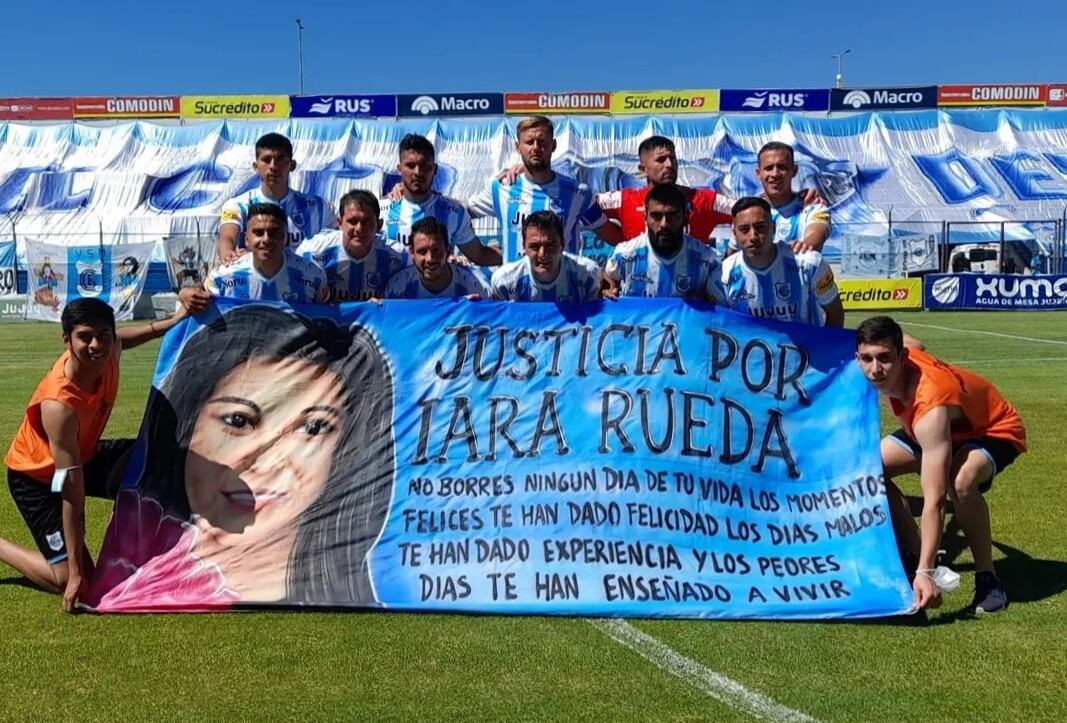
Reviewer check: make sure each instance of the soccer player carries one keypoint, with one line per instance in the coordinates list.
(541, 189)
(418, 201)
(664, 261)
(802, 227)
(269, 271)
(545, 273)
(431, 274)
(357, 260)
(957, 433)
(658, 161)
(57, 456)
(768, 279)
(307, 214)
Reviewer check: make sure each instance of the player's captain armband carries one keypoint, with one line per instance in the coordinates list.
(825, 282)
(60, 478)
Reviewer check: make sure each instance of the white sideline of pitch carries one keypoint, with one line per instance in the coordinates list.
(974, 331)
(701, 677)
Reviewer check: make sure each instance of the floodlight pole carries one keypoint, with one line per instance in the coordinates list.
(300, 53)
(840, 81)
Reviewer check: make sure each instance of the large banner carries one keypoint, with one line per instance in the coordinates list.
(57, 275)
(922, 169)
(9, 280)
(996, 291)
(642, 458)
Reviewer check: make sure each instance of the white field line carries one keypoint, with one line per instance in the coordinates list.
(719, 687)
(974, 331)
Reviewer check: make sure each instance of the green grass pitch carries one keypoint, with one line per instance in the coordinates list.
(404, 667)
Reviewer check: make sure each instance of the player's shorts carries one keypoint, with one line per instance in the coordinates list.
(1000, 452)
(43, 509)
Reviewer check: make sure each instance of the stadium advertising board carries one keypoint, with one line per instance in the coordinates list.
(9, 282)
(36, 109)
(628, 102)
(572, 103)
(636, 458)
(882, 98)
(1012, 94)
(343, 106)
(880, 293)
(128, 107)
(449, 103)
(255, 107)
(996, 291)
(1057, 96)
(768, 100)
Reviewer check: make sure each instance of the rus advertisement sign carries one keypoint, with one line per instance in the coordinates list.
(626, 102)
(253, 107)
(449, 103)
(645, 458)
(769, 100)
(36, 109)
(128, 107)
(996, 291)
(1013, 94)
(343, 106)
(880, 293)
(882, 98)
(577, 102)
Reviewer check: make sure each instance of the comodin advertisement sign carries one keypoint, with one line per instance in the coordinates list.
(880, 293)
(624, 102)
(253, 107)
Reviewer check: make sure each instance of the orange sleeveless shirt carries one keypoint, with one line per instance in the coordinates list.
(985, 413)
(30, 452)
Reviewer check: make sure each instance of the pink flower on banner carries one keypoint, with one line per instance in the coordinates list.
(148, 564)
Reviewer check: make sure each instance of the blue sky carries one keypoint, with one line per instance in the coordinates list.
(95, 47)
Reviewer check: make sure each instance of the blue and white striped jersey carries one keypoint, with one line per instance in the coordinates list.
(694, 271)
(297, 282)
(577, 280)
(408, 284)
(351, 278)
(793, 219)
(571, 201)
(400, 215)
(792, 288)
(307, 214)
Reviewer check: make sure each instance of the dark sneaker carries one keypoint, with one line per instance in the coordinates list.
(989, 595)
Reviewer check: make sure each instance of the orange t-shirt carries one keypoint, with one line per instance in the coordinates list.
(985, 413)
(30, 452)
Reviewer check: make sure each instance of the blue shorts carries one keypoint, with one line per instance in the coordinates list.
(1000, 452)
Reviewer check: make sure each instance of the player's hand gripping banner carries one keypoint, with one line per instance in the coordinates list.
(639, 458)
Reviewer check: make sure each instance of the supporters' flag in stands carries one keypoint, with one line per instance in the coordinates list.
(60, 274)
(188, 259)
(8, 279)
(640, 458)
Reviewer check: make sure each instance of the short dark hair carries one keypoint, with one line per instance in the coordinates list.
(89, 311)
(545, 221)
(273, 210)
(274, 142)
(879, 328)
(750, 202)
(654, 143)
(429, 226)
(776, 145)
(418, 144)
(668, 194)
(365, 201)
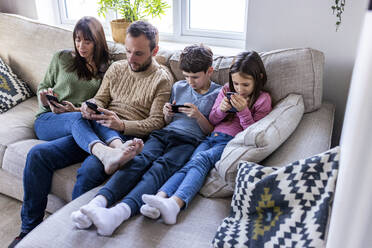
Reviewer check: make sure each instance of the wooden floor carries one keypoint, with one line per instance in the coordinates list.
(10, 219)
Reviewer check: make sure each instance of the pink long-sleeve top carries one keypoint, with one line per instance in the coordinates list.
(242, 119)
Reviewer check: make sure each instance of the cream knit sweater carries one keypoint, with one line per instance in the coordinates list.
(136, 97)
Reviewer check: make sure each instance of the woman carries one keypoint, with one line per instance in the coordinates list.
(72, 77)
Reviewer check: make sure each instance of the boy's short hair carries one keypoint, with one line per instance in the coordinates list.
(138, 28)
(196, 58)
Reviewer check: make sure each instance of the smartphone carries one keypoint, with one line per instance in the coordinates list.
(93, 106)
(53, 98)
(228, 95)
(175, 108)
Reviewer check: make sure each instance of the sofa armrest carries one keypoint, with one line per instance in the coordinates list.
(312, 136)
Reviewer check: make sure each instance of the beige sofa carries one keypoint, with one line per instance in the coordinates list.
(27, 46)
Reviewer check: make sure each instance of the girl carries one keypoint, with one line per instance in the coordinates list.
(247, 104)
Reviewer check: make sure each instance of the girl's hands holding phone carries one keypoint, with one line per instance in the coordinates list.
(238, 102)
(225, 105)
(192, 111)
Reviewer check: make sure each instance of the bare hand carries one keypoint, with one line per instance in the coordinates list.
(225, 105)
(192, 111)
(86, 112)
(167, 110)
(62, 108)
(108, 119)
(239, 102)
(42, 97)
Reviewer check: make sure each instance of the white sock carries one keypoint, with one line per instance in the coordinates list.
(107, 219)
(150, 212)
(168, 207)
(82, 221)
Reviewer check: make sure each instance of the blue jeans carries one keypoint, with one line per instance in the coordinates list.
(42, 160)
(163, 154)
(49, 126)
(60, 151)
(186, 182)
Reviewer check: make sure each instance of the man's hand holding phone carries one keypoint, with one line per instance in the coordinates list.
(107, 118)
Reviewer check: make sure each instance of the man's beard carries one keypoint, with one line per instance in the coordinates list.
(144, 66)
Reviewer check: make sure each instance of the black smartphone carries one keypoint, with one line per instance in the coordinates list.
(176, 107)
(53, 98)
(228, 95)
(93, 106)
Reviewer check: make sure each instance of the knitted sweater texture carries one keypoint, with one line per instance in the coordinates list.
(136, 97)
(66, 85)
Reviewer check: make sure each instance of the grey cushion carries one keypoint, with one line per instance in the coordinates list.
(19, 122)
(195, 228)
(27, 35)
(308, 139)
(262, 138)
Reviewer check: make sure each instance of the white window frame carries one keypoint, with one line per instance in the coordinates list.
(182, 33)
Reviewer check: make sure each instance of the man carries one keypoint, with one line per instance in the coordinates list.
(166, 150)
(131, 98)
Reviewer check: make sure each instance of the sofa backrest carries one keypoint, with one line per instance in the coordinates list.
(289, 71)
(28, 46)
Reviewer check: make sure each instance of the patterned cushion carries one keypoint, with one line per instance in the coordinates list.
(281, 207)
(12, 89)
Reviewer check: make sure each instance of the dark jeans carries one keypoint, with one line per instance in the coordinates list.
(163, 154)
(42, 161)
(60, 151)
(49, 126)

——

Copy exactly the lines of the listing above, beginning at the line with "Reviewer check: make sure each instance of the black" and ending at its final line; write out nothing else.

**Exercise answer**
Reviewer check: make sure each instance of the black smartphone carries one keypoint, with one line per instance in the coordinates list.
(176, 107)
(53, 98)
(228, 95)
(93, 106)
Reviewer check: make sure each instance of the knitted sweater texture carries one keypoint, with one line per instance in the coordinates list.
(136, 97)
(66, 85)
Reviewer check: make sure each instance of the grey cushion carries one keypoint, with one line per instance in the coordinates list.
(19, 122)
(195, 228)
(27, 35)
(308, 139)
(262, 138)
Reviewer check: make sure each instance of the white window frame carries one keypoint, with one line per instance in the coordinates list.
(182, 33)
Reviewer check: make sure each instance of the man carries one keypoint, with one line per instance in the coordinates list.
(166, 150)
(131, 98)
Reviewer check: make sure each instance of the sofa backrest carries one keypoint, with one line per instance in the coordinates list.
(289, 71)
(28, 46)
Reviewer check: make sure each instance of the patterned cushion carries one keypoint, with one line per instance in the coordinates list.
(281, 207)
(12, 89)
Reviewer check: make sure each instance of the dark jeans carries one keypoint, with one line per instance in the coordinates list.
(163, 154)
(42, 161)
(60, 151)
(49, 126)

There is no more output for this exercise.